▶ **PROBLEM TO SOLVE**:
Count how many lines in the entries below contain the word "shutter". Reply with the number alone.

::: DATA TO PROCESS

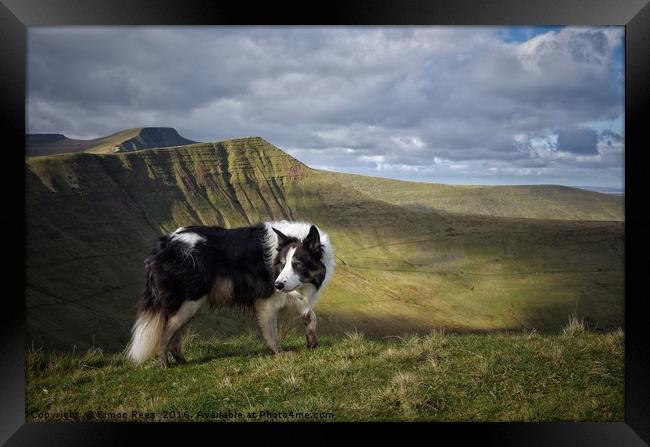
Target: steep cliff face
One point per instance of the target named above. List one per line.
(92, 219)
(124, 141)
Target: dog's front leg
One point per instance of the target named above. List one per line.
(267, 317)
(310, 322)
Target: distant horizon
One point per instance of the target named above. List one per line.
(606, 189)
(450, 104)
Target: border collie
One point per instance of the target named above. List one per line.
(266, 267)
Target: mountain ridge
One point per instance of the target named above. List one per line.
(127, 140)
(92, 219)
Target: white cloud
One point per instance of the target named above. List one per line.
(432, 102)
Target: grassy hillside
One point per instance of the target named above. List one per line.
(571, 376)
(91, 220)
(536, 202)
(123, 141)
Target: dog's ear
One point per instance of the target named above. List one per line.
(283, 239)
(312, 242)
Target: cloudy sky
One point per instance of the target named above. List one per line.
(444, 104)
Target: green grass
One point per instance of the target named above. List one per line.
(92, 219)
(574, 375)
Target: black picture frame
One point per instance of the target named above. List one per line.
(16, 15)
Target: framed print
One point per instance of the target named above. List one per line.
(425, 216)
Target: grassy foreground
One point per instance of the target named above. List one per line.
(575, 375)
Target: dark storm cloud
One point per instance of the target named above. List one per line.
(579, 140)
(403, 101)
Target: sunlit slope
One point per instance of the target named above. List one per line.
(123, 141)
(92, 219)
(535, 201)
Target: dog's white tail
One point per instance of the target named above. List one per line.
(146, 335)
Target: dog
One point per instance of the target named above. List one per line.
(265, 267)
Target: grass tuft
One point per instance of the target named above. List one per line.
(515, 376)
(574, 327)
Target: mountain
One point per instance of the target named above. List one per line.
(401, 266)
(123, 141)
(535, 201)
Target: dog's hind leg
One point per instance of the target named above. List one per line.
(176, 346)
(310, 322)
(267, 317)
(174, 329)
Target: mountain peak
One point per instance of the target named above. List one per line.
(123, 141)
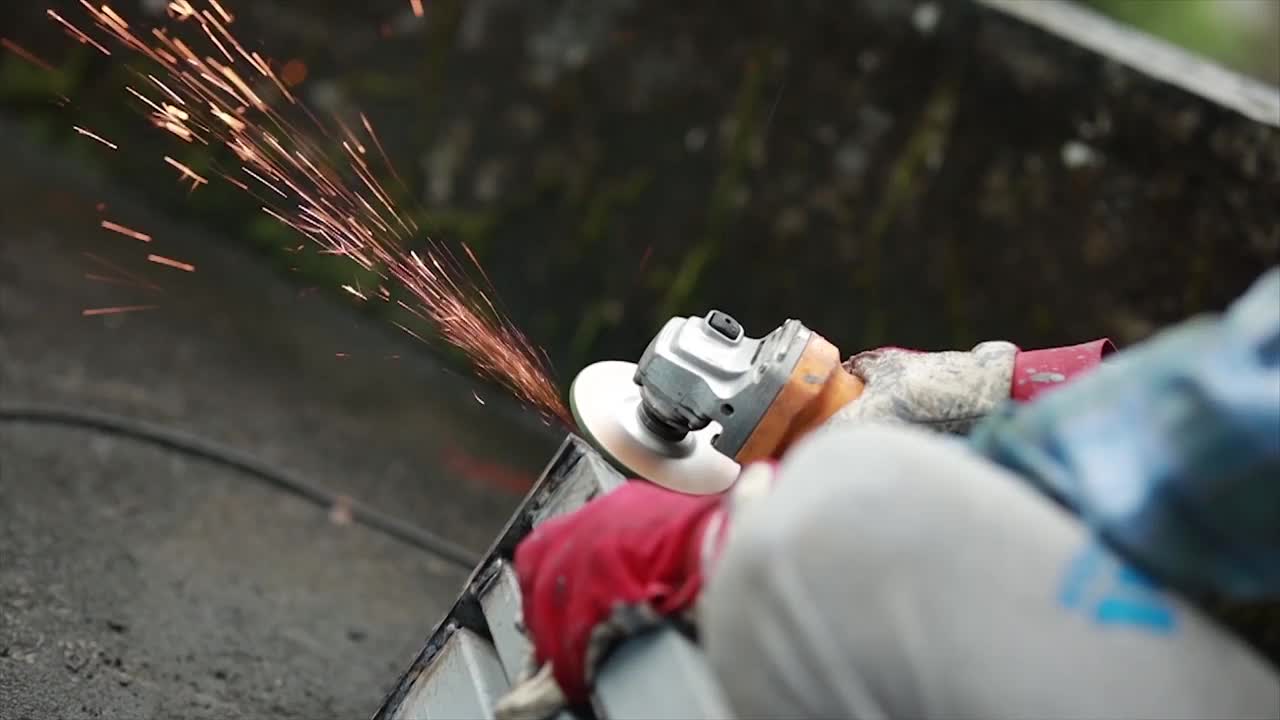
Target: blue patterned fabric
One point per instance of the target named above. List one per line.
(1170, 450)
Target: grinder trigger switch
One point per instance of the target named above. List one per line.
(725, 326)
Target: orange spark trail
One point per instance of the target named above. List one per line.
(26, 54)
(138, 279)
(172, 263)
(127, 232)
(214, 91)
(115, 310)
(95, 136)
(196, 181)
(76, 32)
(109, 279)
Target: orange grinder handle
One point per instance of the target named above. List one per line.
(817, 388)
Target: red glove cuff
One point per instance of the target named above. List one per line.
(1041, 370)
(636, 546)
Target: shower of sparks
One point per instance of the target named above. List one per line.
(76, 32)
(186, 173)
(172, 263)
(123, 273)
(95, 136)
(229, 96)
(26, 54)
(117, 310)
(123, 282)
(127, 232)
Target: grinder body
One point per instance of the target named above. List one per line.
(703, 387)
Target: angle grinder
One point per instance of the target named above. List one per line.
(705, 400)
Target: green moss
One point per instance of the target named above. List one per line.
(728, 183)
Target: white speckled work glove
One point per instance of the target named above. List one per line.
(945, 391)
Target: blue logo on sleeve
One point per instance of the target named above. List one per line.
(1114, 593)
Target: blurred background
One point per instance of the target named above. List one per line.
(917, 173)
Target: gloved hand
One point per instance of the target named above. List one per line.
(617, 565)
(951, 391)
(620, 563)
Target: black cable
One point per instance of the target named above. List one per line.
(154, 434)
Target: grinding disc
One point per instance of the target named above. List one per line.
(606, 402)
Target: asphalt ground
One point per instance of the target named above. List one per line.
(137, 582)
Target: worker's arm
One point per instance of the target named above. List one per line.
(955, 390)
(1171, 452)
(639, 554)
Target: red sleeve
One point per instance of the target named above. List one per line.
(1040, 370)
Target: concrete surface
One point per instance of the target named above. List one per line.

::::::
::: DATA TO PROCESS

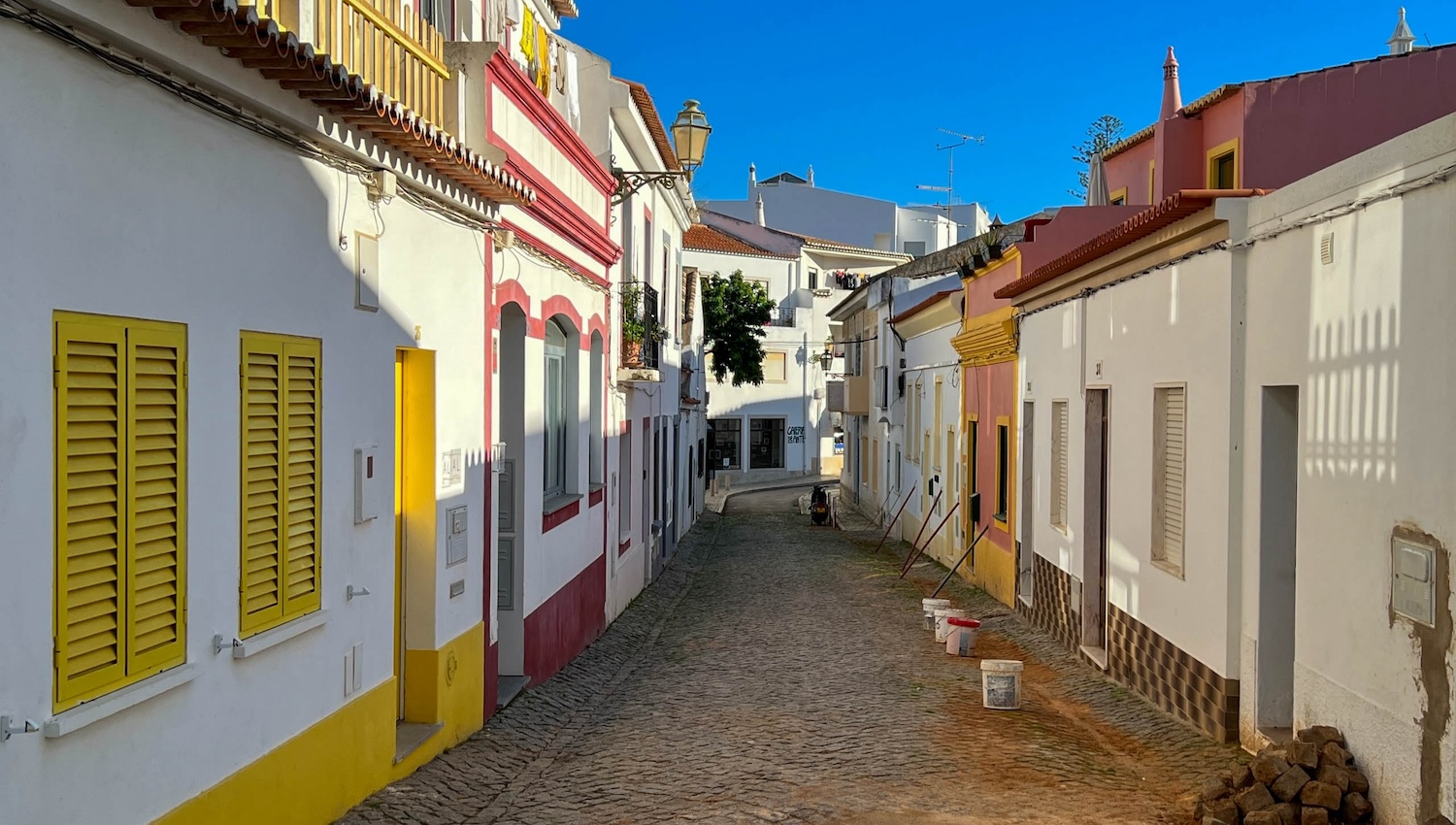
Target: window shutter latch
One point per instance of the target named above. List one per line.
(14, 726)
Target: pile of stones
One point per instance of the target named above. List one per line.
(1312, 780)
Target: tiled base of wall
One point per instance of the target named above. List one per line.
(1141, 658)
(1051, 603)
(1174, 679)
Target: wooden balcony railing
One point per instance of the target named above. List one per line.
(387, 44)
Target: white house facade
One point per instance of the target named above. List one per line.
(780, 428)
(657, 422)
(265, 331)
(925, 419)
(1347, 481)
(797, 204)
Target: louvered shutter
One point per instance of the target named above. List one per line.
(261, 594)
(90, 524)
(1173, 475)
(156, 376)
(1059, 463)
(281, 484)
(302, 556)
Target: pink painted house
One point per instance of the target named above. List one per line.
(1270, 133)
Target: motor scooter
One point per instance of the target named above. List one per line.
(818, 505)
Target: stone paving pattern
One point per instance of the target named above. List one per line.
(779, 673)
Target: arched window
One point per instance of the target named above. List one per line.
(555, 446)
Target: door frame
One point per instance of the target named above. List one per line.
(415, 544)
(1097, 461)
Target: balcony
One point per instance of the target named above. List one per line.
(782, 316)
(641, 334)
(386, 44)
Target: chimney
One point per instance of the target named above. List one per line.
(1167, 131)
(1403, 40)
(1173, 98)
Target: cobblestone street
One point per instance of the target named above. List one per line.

::::::

▶ **RESPONSE BELOW**:
2